[Start of section]
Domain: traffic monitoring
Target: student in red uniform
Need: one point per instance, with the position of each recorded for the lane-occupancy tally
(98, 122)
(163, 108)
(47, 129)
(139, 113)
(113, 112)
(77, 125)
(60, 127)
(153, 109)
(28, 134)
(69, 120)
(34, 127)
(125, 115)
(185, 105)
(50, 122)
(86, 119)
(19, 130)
[End of section]
> **What to produce**:
Write out the lines above exactly, but only from the one containing "Target: student in red uniform" through the last one.

> **Your solution**:
Target: student in red uniform
Need: one point per instance, with the position of each recorded for the lane-occupancy tally
(98, 122)
(163, 108)
(47, 129)
(139, 113)
(113, 112)
(77, 125)
(60, 127)
(153, 109)
(28, 134)
(69, 120)
(34, 127)
(125, 115)
(185, 105)
(50, 122)
(86, 119)
(19, 130)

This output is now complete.